WHAT THIS EXERCISE ASKS:
1. In the healthcare technology passage, how many patients did Optum Labs collect data from?
2. Retype the part of the healthcare technology passage between "Improving patient experience" and "decision-making and optimization.", inclusive.

GIVEN PASSAGE:
----------

Improving patient experience takes deploying technology as well as leveraging data-driven insights. Data is the fuel that powers any organization’s customer-centricity. Data points can include systems data, device data, customer information, and inventory data to enable a 360-degree view that expedites customer-centric decision-making and optimization.

In that regard, big data technologies support collecting, storing, managing, and leveraging this data to its complete potential. This ability to mine deeper insights is key to understanding a customer’s health journey and designing standout experiences. Predictive analytics is another aspect where big data takes on a key role. Optum Labs, a US Research collaborative, collected data from over 30 million patients to create a database for predictive analytics that aims to improve healthcare systems.

#2/ Telehealth to Make Patients Feel More Cared For

Telehealth solutions help create a better patient experience, access, and engagement. These services meet patient access demand by promoting medication adherence and preventative care. It’s a lower-cost, immediately accessible option for care delivery, for those living in rural areas or who are time-pressed. Telehealth services also allow organizations to serve the elderly or physically challenged to obtain regular healthcare services within their comfort zones.

Data and information collected through these services make for better coordinated, cost-efficient care.

#3/ Smart Devices to Enhance Care Delivery

Patient-centricity points toward offering patients every form of care you can. Smart devices can enable virtual trials in cases where a patient is going through an extreme form of the disease. This can help reduce their visits to the hospital and help lessen the burden of a trial on them and their families.

Virtual trials use smart devices such as smartphones, tablets, and wearables to allow patients to input their vitals right from the comfort of their homes. Moreover, smart devices can facilitate care delivery to those who have been underserved due to their geographical or demographical background.

“GlaxoSmithKline has created an iPhone app to track the severity and progression of arthritis. A simple test measures the flexion and tension in the wrist as patients hold the device.”

#4/ Artificial Intelligence Opens Up New Paradigms in Healthcare

We can collect all the data we want and store it in the cloud. However, to derive insights from that data, we need to look for trends in that data. This is where artificial intelligence and machine learning can contribute. Machine learning allows us to question and explore these trends quickly in the patient data and derive insights from it – predictive or historical.

Currently, AI enables clinicians to input data into algorithms to determine the best treatment plan or drug for a particular patient. If we were to leverage the insights we have on patients, we could create life-like profiles of patients to deliver personalised communications, which resonate with them and bring them more toward the center of healthcare delivery.

As the healthcare IT market becomes worth $280.25 billion by 2021, patient satisfaction and centricity are expected to be the major drivers of change in how hospitals deliver care. For healthcare organisations to see returns on their investment in healthcare IT, they will have to step aside, put the patient at the core of their initiatives, and then implement.

----------

RECORDS PROVIDED:
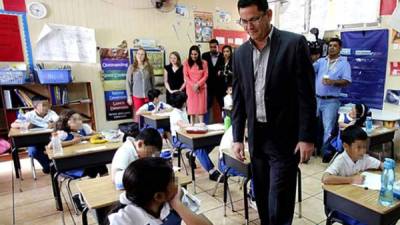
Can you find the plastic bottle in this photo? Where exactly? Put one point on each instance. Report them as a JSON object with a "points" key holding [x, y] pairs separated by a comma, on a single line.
{"points": [[387, 182], [368, 124], [56, 143], [227, 122]]}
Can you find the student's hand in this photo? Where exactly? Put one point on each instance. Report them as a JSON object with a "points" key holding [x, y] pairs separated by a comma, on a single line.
{"points": [[306, 150], [358, 179], [238, 150]]}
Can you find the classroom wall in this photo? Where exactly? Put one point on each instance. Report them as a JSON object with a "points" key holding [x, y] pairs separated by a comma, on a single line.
{"points": [[117, 20]]}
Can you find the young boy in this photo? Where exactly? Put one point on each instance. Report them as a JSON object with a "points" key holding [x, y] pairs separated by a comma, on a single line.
{"points": [[346, 167], [41, 116], [148, 143], [179, 119], [154, 104]]}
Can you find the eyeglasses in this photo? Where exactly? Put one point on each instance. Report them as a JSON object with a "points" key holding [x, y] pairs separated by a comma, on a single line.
{"points": [[253, 21]]}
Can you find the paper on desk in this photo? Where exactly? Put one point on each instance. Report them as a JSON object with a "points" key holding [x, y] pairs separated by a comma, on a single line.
{"points": [[372, 181]]}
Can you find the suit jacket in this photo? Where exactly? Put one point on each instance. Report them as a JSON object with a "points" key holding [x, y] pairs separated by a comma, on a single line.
{"points": [[213, 80], [289, 92]]}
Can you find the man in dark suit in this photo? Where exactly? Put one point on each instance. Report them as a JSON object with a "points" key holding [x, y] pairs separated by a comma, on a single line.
{"points": [[215, 61], [273, 89]]}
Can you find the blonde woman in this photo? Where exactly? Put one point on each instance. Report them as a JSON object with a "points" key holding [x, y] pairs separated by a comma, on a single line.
{"points": [[139, 80]]}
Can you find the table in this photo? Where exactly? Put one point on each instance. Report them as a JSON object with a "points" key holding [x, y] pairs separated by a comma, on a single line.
{"points": [[245, 168], [381, 136], [100, 193], [77, 156], [157, 120], [21, 139], [360, 204], [195, 141]]}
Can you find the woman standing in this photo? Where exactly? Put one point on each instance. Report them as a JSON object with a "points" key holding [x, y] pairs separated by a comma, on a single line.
{"points": [[173, 75], [139, 80], [195, 71]]}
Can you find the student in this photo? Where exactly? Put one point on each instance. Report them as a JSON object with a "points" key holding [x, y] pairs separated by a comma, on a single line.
{"points": [[179, 119], [72, 131], [152, 197], [154, 105], [147, 143], [40, 116], [228, 102], [346, 167], [356, 116]]}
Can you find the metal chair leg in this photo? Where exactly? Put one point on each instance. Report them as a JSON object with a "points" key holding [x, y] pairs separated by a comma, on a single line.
{"points": [[33, 168]]}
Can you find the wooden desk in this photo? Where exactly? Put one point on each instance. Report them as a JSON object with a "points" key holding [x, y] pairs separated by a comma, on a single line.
{"points": [[25, 139], [245, 169], [196, 141], [360, 204], [78, 156], [381, 136], [100, 193], [157, 121]]}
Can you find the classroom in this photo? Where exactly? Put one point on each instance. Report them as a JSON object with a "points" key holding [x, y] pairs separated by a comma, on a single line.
{"points": [[224, 112]]}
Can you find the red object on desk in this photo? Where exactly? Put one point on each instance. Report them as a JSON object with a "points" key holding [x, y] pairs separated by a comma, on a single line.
{"points": [[10, 39], [14, 5]]}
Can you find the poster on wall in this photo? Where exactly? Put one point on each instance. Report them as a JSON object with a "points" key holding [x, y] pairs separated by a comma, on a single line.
{"points": [[156, 58], [367, 53], [10, 39], [203, 26], [114, 63], [395, 68]]}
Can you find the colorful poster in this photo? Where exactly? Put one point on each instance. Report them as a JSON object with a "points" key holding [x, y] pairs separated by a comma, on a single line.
{"points": [[156, 58], [10, 39], [114, 63], [367, 53], [203, 26], [395, 68]]}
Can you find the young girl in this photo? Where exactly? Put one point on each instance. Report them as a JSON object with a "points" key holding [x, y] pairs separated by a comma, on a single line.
{"points": [[195, 71], [72, 131], [152, 197], [139, 80], [356, 116], [179, 119]]}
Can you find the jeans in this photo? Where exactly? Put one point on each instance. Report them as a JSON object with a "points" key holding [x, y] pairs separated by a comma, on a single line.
{"points": [[327, 110], [37, 152], [200, 153]]}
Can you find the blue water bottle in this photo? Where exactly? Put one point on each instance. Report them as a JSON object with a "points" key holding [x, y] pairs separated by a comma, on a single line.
{"points": [[368, 124], [387, 181]]}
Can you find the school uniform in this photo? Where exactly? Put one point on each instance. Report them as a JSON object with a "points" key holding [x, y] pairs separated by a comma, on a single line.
{"points": [[37, 151], [122, 158], [343, 165], [201, 153], [132, 214], [85, 130]]}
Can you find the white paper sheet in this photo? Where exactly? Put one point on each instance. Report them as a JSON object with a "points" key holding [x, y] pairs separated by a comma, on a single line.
{"points": [[66, 43]]}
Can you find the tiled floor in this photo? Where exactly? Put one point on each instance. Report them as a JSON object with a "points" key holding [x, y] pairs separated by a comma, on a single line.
{"points": [[35, 205]]}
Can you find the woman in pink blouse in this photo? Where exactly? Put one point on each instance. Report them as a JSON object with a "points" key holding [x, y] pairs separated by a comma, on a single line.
{"points": [[195, 72]]}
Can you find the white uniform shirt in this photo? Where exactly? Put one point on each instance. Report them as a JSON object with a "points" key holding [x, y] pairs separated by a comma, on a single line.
{"points": [[344, 166], [122, 158], [134, 215], [175, 116], [33, 118]]}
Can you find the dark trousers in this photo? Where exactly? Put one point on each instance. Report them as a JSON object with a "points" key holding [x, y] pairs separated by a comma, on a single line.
{"points": [[274, 168]]}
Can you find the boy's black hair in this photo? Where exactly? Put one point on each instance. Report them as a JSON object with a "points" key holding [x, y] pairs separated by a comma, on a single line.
{"points": [[150, 137], [213, 41], [337, 40], [262, 5], [178, 99], [152, 94], [142, 179], [353, 133], [37, 99]]}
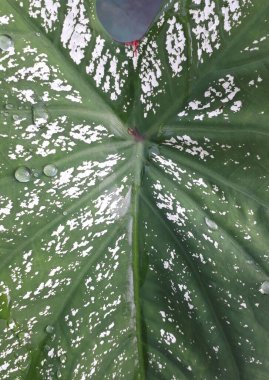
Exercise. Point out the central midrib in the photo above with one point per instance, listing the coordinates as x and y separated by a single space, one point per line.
140 373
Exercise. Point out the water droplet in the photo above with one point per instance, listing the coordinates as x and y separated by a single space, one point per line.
23 174
211 224
264 289
36 173
63 359
50 329
23 337
6 42
40 114
50 170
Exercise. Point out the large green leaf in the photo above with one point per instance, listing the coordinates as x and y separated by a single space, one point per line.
143 258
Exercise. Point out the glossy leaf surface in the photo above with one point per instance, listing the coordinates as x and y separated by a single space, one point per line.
134 193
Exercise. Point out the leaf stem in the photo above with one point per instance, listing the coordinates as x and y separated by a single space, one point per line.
141 372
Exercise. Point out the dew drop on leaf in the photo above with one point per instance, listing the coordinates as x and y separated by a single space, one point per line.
8 106
6 42
63 359
23 337
265 287
50 170
23 174
212 225
50 329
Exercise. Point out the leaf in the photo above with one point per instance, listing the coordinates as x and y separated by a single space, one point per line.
141 251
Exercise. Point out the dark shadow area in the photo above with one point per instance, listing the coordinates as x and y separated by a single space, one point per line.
127 20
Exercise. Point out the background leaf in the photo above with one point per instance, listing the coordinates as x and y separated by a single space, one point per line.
140 253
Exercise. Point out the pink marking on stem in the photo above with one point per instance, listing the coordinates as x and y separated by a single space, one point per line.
135 45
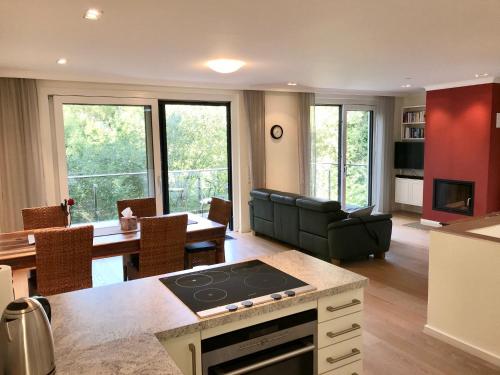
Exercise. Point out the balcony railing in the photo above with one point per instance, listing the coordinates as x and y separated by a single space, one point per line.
189 190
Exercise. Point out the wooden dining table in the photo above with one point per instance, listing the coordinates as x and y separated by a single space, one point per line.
109 240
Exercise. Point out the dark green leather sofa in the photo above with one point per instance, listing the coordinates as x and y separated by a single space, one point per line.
318 226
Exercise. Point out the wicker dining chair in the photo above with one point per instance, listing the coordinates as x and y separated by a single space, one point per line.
44 217
63 260
203 253
161 246
142 207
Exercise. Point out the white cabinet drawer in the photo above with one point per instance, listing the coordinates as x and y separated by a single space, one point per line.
341 354
355 368
336 330
340 304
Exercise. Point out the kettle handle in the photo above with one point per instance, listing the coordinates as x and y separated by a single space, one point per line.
9 335
45 304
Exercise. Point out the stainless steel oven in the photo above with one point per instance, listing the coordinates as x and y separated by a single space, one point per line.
286 344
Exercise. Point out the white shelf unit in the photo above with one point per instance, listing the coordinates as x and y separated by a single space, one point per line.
409 191
413 121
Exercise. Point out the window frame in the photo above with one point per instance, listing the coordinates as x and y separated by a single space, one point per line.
344 107
152 144
164 146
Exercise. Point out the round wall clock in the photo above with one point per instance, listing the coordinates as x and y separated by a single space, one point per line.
276 131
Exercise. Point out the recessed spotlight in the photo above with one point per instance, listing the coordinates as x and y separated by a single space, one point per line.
92 14
225 65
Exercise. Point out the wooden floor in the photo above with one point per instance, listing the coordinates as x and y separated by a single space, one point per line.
395 304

----------

YOUR WRITTEN ANSWERS:
1. Over 30 million patients.

2.
Improving patient experience takes deploying technology as well as leveraging data-driven insights. Data is the fuel that powers any organization’s customer-centricity. Data points can include systems data, device data, customer information, and inventory data to enable a 360-degree view that expedites customer-centric decision-making and optimization.